◆ GOAL OF THE EXERCISE ◆
Reproduce every line, requests included, from the line that contains "Objective: for every instance of the białystok" through the end of the records, scaling each point coordinate in the answers by 0.65 and rounding to whole numbers, with halves rounded up. Keep all numbers in the requests and their format samples unchanged.

Pointing records
☆ ☆ ☆ ☆ ☆ ☆ ☆

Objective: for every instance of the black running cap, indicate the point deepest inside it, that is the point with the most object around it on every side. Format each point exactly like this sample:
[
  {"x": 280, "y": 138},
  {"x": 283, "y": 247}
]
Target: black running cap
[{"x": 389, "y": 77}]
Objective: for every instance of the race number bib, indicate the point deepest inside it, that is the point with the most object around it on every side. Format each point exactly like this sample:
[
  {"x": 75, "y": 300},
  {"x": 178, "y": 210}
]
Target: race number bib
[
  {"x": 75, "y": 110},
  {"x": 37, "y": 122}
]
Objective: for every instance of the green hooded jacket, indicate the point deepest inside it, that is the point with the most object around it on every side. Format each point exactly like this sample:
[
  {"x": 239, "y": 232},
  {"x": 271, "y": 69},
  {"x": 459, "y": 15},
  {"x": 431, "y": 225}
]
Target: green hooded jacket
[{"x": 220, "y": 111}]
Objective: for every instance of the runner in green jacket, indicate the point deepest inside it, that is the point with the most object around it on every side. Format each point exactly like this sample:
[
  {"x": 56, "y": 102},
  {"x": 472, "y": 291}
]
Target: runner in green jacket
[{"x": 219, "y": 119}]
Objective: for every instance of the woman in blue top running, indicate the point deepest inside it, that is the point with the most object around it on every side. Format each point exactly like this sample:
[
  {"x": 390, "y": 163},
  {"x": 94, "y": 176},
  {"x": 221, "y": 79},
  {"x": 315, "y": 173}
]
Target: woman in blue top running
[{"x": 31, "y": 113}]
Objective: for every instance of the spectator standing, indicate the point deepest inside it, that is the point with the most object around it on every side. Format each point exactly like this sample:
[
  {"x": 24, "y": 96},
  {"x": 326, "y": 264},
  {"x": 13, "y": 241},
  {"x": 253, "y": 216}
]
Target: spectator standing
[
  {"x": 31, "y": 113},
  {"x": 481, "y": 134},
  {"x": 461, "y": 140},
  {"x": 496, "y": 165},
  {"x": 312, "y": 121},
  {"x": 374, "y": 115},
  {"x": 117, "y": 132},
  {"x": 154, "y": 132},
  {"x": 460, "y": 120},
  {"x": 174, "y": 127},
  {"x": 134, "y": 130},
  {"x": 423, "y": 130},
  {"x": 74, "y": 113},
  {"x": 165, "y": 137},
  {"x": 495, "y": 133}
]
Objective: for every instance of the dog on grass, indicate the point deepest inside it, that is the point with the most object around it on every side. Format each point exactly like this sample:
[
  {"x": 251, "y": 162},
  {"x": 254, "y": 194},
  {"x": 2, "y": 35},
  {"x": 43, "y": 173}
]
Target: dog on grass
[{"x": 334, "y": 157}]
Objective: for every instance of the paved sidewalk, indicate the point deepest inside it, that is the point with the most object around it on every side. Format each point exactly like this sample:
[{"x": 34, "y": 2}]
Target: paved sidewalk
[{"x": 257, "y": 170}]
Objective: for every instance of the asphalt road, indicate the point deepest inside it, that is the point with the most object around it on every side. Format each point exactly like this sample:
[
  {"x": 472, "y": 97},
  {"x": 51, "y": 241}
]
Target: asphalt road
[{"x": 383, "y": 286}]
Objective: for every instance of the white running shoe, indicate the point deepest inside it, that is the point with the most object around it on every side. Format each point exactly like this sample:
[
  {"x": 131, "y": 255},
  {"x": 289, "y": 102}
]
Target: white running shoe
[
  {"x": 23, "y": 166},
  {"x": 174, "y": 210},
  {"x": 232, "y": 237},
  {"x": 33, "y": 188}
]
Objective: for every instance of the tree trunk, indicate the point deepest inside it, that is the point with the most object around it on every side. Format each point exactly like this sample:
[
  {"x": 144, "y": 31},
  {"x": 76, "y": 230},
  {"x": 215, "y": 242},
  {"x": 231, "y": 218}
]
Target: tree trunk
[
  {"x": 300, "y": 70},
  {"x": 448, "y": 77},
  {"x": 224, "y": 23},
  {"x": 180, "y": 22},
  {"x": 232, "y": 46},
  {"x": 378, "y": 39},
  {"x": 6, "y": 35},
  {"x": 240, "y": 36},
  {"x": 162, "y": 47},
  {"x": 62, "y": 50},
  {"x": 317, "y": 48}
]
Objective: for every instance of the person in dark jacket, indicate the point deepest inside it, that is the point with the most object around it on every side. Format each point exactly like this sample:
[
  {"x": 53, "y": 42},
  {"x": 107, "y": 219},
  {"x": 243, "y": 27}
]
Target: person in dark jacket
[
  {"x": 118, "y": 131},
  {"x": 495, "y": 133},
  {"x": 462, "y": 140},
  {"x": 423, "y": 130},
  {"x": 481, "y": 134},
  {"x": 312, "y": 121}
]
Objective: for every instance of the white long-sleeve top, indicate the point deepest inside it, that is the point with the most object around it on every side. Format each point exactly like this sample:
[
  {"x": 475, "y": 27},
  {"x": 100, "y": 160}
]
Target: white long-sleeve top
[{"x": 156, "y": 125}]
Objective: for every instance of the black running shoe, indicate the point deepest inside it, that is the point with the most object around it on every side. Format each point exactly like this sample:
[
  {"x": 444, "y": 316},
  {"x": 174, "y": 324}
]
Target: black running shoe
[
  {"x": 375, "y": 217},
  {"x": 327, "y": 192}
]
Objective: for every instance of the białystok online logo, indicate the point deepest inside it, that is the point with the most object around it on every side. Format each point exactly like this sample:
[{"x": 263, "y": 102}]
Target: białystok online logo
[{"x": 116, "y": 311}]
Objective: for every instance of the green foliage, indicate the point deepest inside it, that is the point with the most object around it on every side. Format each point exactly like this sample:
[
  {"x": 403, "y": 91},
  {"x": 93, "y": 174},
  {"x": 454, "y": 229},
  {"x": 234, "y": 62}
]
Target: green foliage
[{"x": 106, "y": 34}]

☆ ☆ ☆ ☆ ☆ ☆ ☆

◆ OUTPUT OF THE EXERCISE ◆
Objective: for every instance of the białystok online logo, indicate the point deepest inside it, that is the point with the most object around it on every side. Format each point exactly like this sample:
[{"x": 263, "y": 102}]
Target: białystok online logo
[{"x": 75, "y": 202}]
Objective: for every instance of the green foliage, indicate the point deepest inside it, that is the point with the most object around it on every side. Format each point exactly like this sample:
[
  {"x": 403, "y": 91},
  {"x": 93, "y": 174},
  {"x": 454, "y": 229},
  {"x": 234, "y": 62}
]
Target: green foliage
[{"x": 69, "y": 22}]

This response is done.